======== 与えられたデータ
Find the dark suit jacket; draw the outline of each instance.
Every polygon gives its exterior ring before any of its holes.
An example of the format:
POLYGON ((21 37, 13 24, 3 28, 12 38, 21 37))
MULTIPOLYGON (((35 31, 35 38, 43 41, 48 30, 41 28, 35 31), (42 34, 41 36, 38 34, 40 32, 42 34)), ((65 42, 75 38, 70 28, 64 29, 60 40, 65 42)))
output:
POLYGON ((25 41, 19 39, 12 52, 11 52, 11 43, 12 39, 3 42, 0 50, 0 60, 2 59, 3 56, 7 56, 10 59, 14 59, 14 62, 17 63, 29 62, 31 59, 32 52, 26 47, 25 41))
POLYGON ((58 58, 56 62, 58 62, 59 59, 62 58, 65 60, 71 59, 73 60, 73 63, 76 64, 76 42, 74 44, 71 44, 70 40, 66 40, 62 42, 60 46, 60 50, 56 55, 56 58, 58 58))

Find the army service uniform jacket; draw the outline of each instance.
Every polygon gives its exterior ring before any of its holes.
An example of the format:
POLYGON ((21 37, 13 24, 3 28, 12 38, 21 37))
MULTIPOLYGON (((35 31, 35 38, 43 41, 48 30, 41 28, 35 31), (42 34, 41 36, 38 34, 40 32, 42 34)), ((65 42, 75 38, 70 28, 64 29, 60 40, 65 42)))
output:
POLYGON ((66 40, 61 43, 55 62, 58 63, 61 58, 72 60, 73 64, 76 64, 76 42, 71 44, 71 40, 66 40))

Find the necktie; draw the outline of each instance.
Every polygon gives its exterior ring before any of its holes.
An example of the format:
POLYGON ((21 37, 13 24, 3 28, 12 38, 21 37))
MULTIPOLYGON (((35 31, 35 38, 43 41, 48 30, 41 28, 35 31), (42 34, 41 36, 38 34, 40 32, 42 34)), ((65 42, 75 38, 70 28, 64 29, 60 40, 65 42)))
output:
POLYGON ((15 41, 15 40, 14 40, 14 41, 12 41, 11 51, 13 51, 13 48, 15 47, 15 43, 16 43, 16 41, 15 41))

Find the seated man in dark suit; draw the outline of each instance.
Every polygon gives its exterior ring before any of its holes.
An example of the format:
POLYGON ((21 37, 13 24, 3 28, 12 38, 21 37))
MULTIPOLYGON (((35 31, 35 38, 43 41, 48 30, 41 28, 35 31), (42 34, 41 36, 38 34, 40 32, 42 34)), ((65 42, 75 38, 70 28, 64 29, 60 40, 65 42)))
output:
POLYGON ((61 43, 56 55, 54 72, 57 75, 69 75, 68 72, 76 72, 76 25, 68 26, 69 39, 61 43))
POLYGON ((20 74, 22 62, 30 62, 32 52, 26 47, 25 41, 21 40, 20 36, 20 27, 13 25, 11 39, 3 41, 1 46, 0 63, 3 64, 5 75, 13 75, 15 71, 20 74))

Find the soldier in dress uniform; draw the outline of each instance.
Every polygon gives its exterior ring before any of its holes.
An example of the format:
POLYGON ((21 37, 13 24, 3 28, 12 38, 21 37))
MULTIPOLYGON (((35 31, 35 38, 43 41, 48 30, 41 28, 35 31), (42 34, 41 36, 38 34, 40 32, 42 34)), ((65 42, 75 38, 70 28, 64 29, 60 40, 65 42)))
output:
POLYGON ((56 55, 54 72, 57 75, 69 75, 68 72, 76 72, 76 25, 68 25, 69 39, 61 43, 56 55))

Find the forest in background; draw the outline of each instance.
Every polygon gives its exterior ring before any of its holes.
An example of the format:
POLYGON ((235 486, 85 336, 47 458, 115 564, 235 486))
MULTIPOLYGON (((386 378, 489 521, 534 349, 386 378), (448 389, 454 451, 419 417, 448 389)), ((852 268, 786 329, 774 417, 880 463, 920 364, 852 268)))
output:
================
作成するもの: 上のすべての行で「exterior ring」を「outer boundary」に置き換え、ほかは一切変えずに書き直せ。

出力結果:
Find the dark suit jacket; draw the outline of each instance.
Every polygon gives its outer boundary before any of its holes.
An example of the format:
POLYGON ((21 37, 13 24, 3 28, 12 38, 21 37))
MULTIPOLYGON (((35 31, 35 38, 43 41, 48 30, 41 28, 35 31), (42 34, 41 36, 38 34, 40 32, 42 34)), ((65 42, 75 38, 70 28, 64 29, 60 40, 65 42)))
output:
POLYGON ((25 41, 19 39, 12 52, 11 52, 11 43, 12 39, 3 42, 0 50, 0 60, 2 59, 3 56, 7 56, 10 59, 14 59, 14 62, 17 63, 29 62, 31 59, 32 52, 26 47, 25 41))
POLYGON ((58 58, 56 62, 58 62, 59 59, 62 58, 65 60, 71 59, 73 60, 73 63, 76 64, 76 42, 74 44, 71 44, 70 40, 66 40, 62 42, 60 46, 60 50, 56 55, 56 58, 58 58))

Find the army service uniform jacket; draw the outline of each instance.
Every polygon gives its outer boundary before any of its holes.
An example of the format:
POLYGON ((21 37, 13 24, 3 28, 12 38, 21 37))
MULTIPOLYGON (((35 31, 35 38, 43 41, 48 30, 41 28, 35 31), (42 34, 41 36, 38 34, 40 32, 42 34)), ((65 42, 75 38, 70 28, 64 29, 60 40, 65 42)))
output:
POLYGON ((66 40, 61 43, 55 62, 58 63, 61 58, 72 60, 73 64, 76 64, 76 42, 71 44, 71 40, 66 40))

Find the necktie; draw the outline of each instance.
Every polygon gives its outer boundary before any of its holes.
An example of the format:
POLYGON ((21 37, 13 24, 3 28, 12 38, 21 37))
MULTIPOLYGON (((35 31, 35 38, 43 41, 48 30, 41 28, 35 31), (42 34, 41 36, 38 34, 40 32, 42 34)), ((65 42, 75 38, 70 28, 64 29, 60 40, 65 42)))
output:
POLYGON ((15 41, 15 40, 14 40, 14 41, 12 41, 11 51, 13 51, 13 48, 15 47, 15 43, 16 43, 16 41, 15 41))

Find the seated man in dark suit; draw the outline of each instance.
Every polygon gives its outer boundary before any of its holes.
An example of the format:
POLYGON ((21 37, 13 24, 3 28, 12 38, 21 37))
MULTIPOLYGON (((35 31, 35 38, 43 41, 48 30, 41 28, 35 31), (42 34, 41 36, 38 34, 40 32, 42 34)), ((65 42, 75 38, 70 28, 64 29, 60 40, 65 42)))
output:
POLYGON ((61 43, 56 55, 54 72, 57 75, 69 75, 68 72, 76 72, 76 25, 68 26, 69 39, 61 43))
POLYGON ((20 74, 22 62, 30 62, 32 52, 26 47, 25 41, 21 40, 20 36, 20 27, 13 25, 11 39, 3 41, 1 46, 0 63, 3 64, 5 75, 13 75, 15 71, 20 74))

Find the soldier in dress uniform; draw the outline of each instance.
Every polygon gives its outer boundary before any of its holes.
An example of the format:
POLYGON ((21 37, 13 24, 3 28, 12 38, 21 37))
MULTIPOLYGON (((35 31, 35 38, 43 41, 48 30, 41 28, 35 31), (42 34, 41 36, 38 34, 40 32, 42 34)), ((65 42, 75 38, 70 28, 64 29, 60 40, 65 42)))
output:
POLYGON ((56 55, 54 72, 57 75, 69 75, 68 72, 76 72, 76 25, 68 25, 69 39, 61 43, 56 55))

Find the forest in background; draw the outline of each instance.
Every polygon gives its outer boundary before any of its holes.
An example of the format:
POLYGON ((235 486, 85 336, 47 458, 115 564, 235 486))
MULTIPOLYGON (((386 378, 489 521, 534 349, 386 378), (448 389, 454 451, 419 417, 448 389)), ((852 268, 786 329, 774 417, 880 463, 920 364, 852 268)))
output:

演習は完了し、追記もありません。